(Beginning of Information provided)

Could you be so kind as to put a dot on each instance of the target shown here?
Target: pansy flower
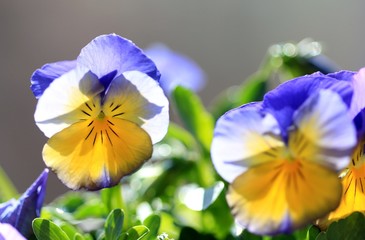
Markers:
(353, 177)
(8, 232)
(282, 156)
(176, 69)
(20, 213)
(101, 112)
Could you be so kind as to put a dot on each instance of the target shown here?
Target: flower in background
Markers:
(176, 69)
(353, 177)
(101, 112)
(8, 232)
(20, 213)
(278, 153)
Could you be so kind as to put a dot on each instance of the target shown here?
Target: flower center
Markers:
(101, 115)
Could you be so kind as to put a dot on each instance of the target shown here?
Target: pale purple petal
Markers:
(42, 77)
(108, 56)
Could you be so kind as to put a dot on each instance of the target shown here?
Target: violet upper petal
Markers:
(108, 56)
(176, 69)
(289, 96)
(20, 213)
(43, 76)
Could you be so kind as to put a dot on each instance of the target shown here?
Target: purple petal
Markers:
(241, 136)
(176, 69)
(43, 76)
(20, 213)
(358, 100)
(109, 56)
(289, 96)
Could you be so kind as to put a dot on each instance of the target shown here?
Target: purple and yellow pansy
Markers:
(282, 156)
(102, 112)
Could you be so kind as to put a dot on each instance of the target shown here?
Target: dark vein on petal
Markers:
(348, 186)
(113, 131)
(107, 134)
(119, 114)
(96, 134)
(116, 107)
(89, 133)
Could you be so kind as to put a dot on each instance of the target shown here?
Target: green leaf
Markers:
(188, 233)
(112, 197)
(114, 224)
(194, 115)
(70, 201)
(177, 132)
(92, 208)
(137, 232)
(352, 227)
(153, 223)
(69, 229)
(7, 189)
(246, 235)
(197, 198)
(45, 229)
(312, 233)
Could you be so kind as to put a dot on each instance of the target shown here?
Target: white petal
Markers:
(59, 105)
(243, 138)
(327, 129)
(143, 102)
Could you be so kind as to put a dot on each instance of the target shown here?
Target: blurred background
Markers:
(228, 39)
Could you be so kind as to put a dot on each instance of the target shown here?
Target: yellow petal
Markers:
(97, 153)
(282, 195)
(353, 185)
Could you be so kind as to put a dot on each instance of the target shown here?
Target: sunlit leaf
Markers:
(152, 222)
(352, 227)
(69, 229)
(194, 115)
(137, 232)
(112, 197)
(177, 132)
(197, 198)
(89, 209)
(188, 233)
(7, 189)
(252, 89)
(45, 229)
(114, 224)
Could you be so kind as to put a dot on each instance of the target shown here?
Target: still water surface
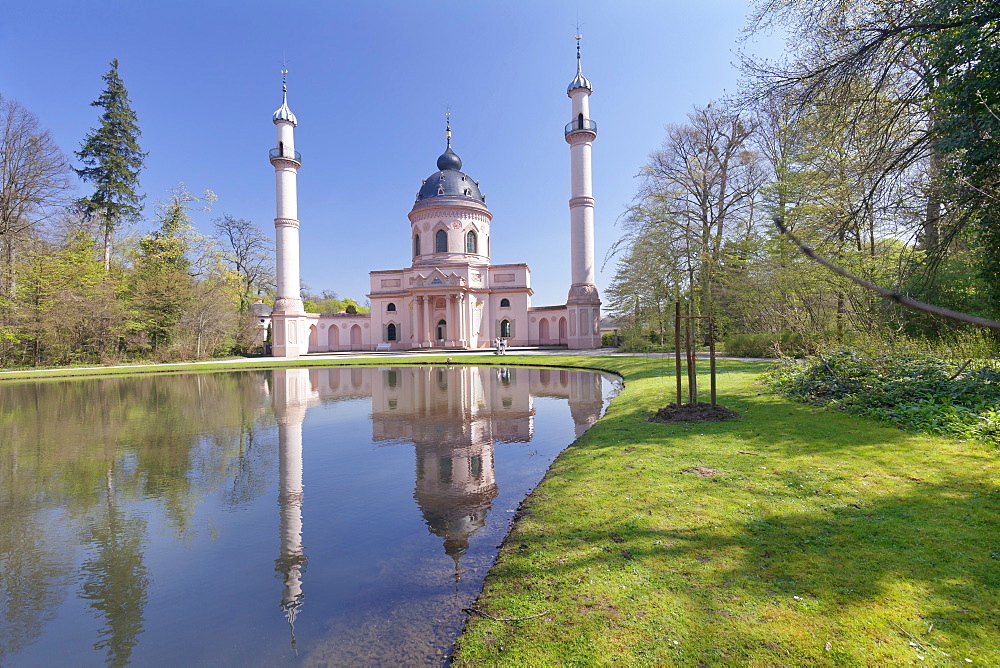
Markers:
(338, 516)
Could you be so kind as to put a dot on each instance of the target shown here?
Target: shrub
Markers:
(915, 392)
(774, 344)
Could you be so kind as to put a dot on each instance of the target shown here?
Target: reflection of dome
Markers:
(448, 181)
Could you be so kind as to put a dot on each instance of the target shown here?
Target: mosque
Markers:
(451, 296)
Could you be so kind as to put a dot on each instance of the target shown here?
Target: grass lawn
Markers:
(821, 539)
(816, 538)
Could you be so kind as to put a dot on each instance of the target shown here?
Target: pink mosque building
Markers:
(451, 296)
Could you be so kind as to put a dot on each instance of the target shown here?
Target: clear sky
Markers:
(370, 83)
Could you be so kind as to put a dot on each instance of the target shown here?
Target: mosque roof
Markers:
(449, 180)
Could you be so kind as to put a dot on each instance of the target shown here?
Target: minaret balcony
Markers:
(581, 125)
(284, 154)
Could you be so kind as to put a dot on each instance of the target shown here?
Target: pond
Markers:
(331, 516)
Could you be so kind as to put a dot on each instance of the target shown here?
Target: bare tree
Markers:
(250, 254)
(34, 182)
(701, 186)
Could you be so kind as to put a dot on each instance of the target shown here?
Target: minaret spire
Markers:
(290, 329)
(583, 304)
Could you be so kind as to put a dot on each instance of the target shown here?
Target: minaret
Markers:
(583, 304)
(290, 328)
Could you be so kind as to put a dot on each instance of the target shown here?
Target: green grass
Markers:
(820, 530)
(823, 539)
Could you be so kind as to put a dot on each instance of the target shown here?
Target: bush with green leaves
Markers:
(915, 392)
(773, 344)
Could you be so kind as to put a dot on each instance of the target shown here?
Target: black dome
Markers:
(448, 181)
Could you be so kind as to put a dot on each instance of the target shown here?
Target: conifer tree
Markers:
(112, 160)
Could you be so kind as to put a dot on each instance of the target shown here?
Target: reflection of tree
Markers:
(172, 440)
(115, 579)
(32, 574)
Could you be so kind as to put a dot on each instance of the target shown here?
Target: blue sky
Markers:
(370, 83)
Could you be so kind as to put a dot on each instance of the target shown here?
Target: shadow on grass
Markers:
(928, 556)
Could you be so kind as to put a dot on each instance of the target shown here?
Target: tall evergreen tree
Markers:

(End of Information provided)

▶ [Your goal]: From the material above, copy exactly the lines between the line holding "Target: black dome" and the line holding "Target: shadow on grass", inclusive, and only those.

▶ [Exercise output]:
Target: black dome
Markers:
(448, 181)
Could you be so kind as to put a dot on each instance of the target shown here?
Target: conifer tree
Markers:
(112, 160)
Could you be so kind as to put a dot on each instance of the target shown here?
Target: reflection of tree
Markers:
(172, 440)
(115, 579)
(32, 574)
Could you be so kind as to put a dot on each instance of the target shown here?
Target: blue sky
Markers:
(370, 83)
Could you be so kind as to put a dot on each instance of the target shown here?
Target: shadow on grass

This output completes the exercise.